> Exercise directions:
Repeat nothing but the line containing "positive clicks: (338, 94) (384, 91)" and the lines that follow it, up to and including the last line of the data below.

[Records provided]

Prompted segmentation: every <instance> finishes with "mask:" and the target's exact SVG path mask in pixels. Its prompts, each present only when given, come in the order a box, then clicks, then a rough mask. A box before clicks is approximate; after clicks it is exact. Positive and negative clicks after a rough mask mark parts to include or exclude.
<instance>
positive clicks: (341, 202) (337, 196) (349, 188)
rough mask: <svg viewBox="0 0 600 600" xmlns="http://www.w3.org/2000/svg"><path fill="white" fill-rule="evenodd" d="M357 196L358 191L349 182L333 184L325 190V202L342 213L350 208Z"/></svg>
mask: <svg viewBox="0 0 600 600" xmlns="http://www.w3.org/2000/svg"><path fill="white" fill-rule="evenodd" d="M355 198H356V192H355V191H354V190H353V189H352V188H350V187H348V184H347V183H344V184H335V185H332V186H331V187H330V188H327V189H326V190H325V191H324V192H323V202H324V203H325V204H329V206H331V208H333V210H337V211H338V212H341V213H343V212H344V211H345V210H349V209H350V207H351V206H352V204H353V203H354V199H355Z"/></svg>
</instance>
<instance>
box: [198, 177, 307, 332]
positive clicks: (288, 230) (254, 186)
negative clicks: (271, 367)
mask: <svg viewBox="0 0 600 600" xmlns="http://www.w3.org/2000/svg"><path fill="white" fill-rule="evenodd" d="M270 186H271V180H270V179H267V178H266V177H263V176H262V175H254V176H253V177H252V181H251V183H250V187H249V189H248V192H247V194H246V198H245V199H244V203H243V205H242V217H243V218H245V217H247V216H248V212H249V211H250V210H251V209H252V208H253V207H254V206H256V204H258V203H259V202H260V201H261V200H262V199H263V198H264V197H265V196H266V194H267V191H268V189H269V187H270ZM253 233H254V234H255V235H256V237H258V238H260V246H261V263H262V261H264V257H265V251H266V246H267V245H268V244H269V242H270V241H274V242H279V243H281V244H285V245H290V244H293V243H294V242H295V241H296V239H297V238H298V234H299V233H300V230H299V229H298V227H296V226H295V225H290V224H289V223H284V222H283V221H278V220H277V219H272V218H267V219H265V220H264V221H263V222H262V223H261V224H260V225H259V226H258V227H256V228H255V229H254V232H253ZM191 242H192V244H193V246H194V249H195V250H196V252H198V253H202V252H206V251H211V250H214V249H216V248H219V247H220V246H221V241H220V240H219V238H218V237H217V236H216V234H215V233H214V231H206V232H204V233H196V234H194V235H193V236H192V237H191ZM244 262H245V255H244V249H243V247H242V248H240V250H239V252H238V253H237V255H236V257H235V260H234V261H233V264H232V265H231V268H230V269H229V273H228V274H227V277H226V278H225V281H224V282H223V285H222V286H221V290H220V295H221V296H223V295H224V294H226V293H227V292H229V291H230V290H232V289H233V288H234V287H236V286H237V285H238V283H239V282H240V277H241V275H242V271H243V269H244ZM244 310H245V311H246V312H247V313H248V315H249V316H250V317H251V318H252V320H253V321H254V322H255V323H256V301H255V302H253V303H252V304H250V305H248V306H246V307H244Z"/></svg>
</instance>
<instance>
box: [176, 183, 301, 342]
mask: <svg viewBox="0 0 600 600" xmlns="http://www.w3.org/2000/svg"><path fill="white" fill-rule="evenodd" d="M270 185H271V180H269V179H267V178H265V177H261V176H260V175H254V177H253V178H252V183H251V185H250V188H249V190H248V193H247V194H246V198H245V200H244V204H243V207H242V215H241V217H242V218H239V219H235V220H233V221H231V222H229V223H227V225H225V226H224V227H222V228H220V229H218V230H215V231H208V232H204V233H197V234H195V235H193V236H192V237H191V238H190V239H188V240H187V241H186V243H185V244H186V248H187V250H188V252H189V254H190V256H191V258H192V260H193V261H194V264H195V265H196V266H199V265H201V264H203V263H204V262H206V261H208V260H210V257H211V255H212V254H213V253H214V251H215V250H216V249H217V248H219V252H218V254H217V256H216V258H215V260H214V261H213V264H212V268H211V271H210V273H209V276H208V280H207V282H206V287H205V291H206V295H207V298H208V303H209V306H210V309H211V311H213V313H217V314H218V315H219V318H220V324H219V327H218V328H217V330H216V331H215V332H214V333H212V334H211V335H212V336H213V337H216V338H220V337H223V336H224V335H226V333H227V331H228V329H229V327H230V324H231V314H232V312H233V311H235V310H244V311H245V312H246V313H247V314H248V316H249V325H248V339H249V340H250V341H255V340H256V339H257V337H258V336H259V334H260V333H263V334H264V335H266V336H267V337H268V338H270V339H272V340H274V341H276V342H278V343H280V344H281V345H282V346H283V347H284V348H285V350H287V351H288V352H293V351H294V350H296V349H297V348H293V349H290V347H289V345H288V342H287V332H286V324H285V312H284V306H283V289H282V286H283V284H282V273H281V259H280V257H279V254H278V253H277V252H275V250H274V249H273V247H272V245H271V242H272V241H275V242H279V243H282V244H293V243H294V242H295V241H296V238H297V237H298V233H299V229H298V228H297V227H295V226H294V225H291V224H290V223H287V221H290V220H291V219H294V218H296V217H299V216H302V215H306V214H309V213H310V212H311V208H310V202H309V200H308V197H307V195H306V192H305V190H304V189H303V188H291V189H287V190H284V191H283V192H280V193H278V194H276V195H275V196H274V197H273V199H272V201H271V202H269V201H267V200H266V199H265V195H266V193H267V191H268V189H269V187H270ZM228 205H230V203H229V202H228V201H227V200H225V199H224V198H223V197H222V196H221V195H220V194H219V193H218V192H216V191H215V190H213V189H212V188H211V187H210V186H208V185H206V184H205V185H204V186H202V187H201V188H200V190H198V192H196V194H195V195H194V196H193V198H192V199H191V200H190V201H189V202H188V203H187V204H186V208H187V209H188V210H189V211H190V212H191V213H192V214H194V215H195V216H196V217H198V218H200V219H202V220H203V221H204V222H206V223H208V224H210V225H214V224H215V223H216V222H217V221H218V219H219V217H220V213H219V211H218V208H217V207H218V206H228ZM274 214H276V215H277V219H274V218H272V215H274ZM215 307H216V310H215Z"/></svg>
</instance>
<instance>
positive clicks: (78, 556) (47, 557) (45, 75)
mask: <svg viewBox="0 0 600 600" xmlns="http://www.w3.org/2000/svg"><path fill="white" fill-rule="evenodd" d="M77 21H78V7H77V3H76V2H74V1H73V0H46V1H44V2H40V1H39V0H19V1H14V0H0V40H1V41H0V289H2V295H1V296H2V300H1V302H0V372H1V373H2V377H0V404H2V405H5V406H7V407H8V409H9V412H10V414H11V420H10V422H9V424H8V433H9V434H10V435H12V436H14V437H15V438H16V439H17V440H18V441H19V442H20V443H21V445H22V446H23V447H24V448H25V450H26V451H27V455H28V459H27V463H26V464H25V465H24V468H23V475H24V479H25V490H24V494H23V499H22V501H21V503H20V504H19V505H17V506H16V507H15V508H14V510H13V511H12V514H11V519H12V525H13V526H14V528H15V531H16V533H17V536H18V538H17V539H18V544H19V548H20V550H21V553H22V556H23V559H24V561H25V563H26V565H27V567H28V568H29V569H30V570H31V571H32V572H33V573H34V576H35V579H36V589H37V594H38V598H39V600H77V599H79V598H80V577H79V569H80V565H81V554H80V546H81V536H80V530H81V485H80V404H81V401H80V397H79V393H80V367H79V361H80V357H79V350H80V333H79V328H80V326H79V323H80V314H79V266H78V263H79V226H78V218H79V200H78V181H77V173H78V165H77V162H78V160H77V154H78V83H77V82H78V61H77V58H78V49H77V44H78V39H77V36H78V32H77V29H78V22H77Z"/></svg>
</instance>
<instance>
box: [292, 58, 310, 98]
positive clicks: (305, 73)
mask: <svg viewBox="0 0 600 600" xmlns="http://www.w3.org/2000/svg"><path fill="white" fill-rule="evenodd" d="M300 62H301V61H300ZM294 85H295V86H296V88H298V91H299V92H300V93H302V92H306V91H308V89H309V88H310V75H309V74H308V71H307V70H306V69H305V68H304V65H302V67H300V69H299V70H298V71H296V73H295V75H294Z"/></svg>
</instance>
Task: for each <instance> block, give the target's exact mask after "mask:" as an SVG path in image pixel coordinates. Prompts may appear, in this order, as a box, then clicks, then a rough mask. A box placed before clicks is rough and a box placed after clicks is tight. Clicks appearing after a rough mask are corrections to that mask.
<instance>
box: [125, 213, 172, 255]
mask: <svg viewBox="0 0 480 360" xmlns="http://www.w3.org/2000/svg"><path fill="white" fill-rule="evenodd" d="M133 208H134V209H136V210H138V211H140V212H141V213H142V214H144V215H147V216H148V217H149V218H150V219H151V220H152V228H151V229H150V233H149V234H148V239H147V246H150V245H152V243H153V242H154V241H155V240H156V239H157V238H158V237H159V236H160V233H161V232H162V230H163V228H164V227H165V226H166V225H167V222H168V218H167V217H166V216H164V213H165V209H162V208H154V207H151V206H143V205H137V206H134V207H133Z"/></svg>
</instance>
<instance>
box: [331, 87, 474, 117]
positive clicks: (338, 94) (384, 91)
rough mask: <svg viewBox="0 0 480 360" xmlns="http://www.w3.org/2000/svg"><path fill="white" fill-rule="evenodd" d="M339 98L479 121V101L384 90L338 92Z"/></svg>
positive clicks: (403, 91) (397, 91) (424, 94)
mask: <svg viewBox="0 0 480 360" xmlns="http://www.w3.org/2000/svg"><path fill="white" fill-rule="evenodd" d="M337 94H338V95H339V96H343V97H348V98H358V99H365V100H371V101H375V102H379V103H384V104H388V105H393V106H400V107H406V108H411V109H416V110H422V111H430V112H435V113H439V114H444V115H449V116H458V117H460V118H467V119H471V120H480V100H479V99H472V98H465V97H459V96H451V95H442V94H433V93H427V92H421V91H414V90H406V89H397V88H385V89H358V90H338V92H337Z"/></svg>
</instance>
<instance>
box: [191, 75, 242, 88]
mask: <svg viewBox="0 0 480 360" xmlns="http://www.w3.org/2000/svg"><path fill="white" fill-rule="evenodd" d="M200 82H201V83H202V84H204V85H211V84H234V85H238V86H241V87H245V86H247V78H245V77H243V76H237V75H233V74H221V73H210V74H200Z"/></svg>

[/Records provided]

> Solution:
positive clicks: (338, 94) (384, 91)
rough mask: <svg viewBox="0 0 480 360" xmlns="http://www.w3.org/2000/svg"><path fill="white" fill-rule="evenodd" d="M339 98L479 121V101L384 90L338 92Z"/></svg>
positive clicks: (403, 91) (397, 91) (424, 94)
mask: <svg viewBox="0 0 480 360" xmlns="http://www.w3.org/2000/svg"><path fill="white" fill-rule="evenodd" d="M337 94H338V95H339V96H343V97H348V98H358V99H365V100H371V101H375V102H379V103H384V104H388V105H393V106H400V107H406V108H411V109H416V110H422V111H430V112H435V113H439V114H444V115H449V116H458V117H460V118H467V119H471V120H480V100H479V99H472V98H465V97H459V96H451V95H442V94H433V93H427V92H421V91H414V90H406V89H397V88H385V89H358V90H338V92H337Z"/></svg>
</instance>
<instance>
box: [191, 75, 242, 88]
mask: <svg viewBox="0 0 480 360" xmlns="http://www.w3.org/2000/svg"><path fill="white" fill-rule="evenodd" d="M200 82H201V83H202V84H204V85H211V84H234V85H238V86H241V87H245V86H247V78H245V77H243V76H237V75H233V74H221V73H210V74H200Z"/></svg>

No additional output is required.